### Assignment
Only the images are to be dropped; the records themselves must be repeated exactly.

START Supplied records

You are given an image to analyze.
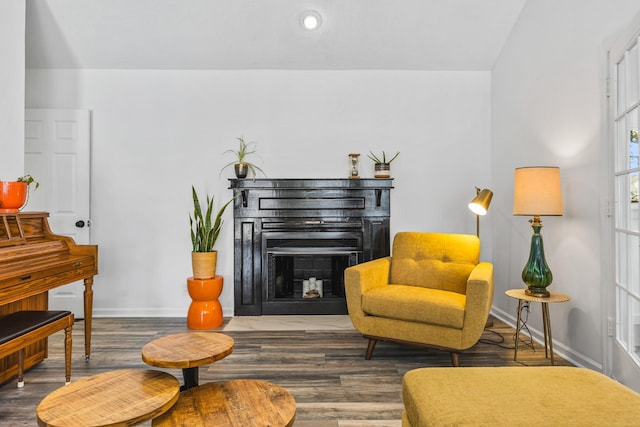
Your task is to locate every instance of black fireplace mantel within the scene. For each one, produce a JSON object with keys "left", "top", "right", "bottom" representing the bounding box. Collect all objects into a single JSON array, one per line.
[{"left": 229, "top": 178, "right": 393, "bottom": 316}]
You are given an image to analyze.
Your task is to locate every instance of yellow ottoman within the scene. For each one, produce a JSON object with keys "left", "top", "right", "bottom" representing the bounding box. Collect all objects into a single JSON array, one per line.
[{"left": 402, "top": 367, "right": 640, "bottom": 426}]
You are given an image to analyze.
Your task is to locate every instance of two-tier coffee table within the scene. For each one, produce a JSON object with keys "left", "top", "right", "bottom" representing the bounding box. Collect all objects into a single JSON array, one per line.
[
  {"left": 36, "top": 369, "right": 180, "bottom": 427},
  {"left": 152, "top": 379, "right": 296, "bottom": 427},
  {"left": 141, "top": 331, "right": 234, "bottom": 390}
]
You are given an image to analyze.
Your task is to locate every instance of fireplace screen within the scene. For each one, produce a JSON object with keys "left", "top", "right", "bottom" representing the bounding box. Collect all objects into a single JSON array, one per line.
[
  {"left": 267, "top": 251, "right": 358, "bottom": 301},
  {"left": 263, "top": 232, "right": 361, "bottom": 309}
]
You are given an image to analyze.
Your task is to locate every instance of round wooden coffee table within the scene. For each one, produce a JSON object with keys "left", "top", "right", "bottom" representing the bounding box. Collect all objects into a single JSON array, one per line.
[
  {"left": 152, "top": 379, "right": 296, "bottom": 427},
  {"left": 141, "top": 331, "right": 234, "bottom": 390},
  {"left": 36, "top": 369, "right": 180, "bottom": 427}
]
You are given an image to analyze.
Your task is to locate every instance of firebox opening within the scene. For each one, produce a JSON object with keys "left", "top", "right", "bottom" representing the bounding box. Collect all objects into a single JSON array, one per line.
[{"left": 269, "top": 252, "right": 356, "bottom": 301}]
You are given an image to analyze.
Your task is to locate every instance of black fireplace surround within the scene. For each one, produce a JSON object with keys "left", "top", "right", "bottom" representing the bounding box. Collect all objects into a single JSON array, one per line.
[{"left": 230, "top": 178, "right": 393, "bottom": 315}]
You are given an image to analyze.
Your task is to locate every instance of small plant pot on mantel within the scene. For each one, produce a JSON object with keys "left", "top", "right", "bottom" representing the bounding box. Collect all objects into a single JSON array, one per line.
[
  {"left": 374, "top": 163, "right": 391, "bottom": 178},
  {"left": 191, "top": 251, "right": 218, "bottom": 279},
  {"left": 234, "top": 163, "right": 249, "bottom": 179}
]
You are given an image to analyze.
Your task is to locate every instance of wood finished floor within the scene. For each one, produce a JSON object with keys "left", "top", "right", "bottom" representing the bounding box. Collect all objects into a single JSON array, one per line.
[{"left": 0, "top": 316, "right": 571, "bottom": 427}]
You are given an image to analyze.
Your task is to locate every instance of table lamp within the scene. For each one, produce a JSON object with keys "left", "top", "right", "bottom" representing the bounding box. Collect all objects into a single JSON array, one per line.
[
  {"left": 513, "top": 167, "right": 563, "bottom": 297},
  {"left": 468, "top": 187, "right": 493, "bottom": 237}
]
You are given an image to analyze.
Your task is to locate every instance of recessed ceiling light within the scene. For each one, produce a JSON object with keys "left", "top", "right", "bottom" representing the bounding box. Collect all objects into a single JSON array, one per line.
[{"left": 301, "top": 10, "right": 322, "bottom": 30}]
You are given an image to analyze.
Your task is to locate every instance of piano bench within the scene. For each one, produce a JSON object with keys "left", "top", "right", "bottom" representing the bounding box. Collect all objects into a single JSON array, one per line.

END Supplied records

### Written solution
You are given an image to analyze.
Your task is to locate every instance of black fireplace mantel within the scene. For each one, produce a JSON object with keys "left", "top", "right", "bottom" representing the bounding box. Collect all objects into a single JSON array, one per line.
[{"left": 229, "top": 178, "right": 393, "bottom": 316}]
You are given an image to analyze.
Your task is to locate every instance of yellow ottoman within the scene. For each one, produce a JSON object with keys "left", "top", "right", "bottom" representing the bounding box. Collect all objects into a single JSON array, one per line.
[{"left": 402, "top": 367, "right": 640, "bottom": 426}]
You are given an image to analyze.
Your task is to locate every instance of two-tier coffee table within the scene. For each one, produce a JSON object with keys "left", "top", "right", "bottom" representing the bounding box. Collect all objects into a single JSON array, one per line.
[
  {"left": 36, "top": 369, "right": 180, "bottom": 427},
  {"left": 152, "top": 379, "right": 296, "bottom": 427},
  {"left": 141, "top": 331, "right": 234, "bottom": 390}
]
You are given an image to analyze.
Your task is to locate every instance of fireplace screen within the scene. For each one, produce a JSON object with keys "left", "top", "right", "bottom" representing the bounding box. Collect all objects into a single JSON array, one per line.
[
  {"left": 267, "top": 251, "right": 358, "bottom": 301},
  {"left": 263, "top": 232, "right": 361, "bottom": 309}
]
You are given an image to analyze.
Your task is to locate every instance of round wooden coffee table within the scene. For each one, produce a JSON object with keys "left", "top", "right", "bottom" representing the bounding box. Collect all objects into a single JSON array, one per line.
[
  {"left": 152, "top": 379, "right": 296, "bottom": 427},
  {"left": 141, "top": 331, "right": 234, "bottom": 390},
  {"left": 36, "top": 369, "right": 180, "bottom": 427}
]
You are given an image to analyze.
Your task is to locate every instance of firebox opening within the scene. For each one, produce a JSON object with keys "left", "top", "right", "bottom" representing the bounding box. Collect all objects into a single JSON array, one per line.
[{"left": 269, "top": 252, "right": 356, "bottom": 301}]
You are given an image to analyze.
Your task is to locate every instance of black fireplace surround within the scene. For each one, produce a JSON object with keys "left", "top", "right", "bottom" representing the bounding box. Collect all objects into a single JSON array, one per line.
[{"left": 230, "top": 178, "right": 393, "bottom": 315}]
You are given an image to analyze.
Your task is to locate every instance of small plant pot on mantel within the scene. For each one, produce a JSON object with keys "left", "top", "right", "bottom" representing the bounding box. Collect all objects into a single JSON array, one per line.
[
  {"left": 374, "top": 163, "right": 391, "bottom": 178},
  {"left": 191, "top": 251, "right": 218, "bottom": 279},
  {"left": 234, "top": 163, "right": 249, "bottom": 179}
]
You are given an image to analyze.
Your task is to locate every instance of wood finished floor within the scene. For each one, produce a JSON object with keys "left", "top", "right", "bottom" representing the bounding box. Collect all objects into a single JSON array, one per line.
[{"left": 0, "top": 316, "right": 571, "bottom": 427}]
You are given an image to analyze.
Your task is to locate every instance of table lamp within the scene. For each one, produce a JSON object with keys "left", "top", "right", "bottom" representing the bounding box. Collect all objects into a single JSON array, one per line.
[
  {"left": 513, "top": 167, "right": 563, "bottom": 297},
  {"left": 468, "top": 187, "right": 493, "bottom": 237}
]
You are given an image to analyze.
Your task is to locate every instance of recessed ceiling light within the scene. For each one, produce a JSON object with keys "left", "top", "right", "bottom" representing the bounding box. Collect all objects into a single JSON array, one per line.
[{"left": 301, "top": 10, "right": 322, "bottom": 30}]
You are given an image to analyze.
Your task is to locate every instance of piano bench within the scene. For each one, produce a JSON object with keys "left", "top", "right", "bottom" representing the bounding box. Collect all objects into a single JSON array, one per line.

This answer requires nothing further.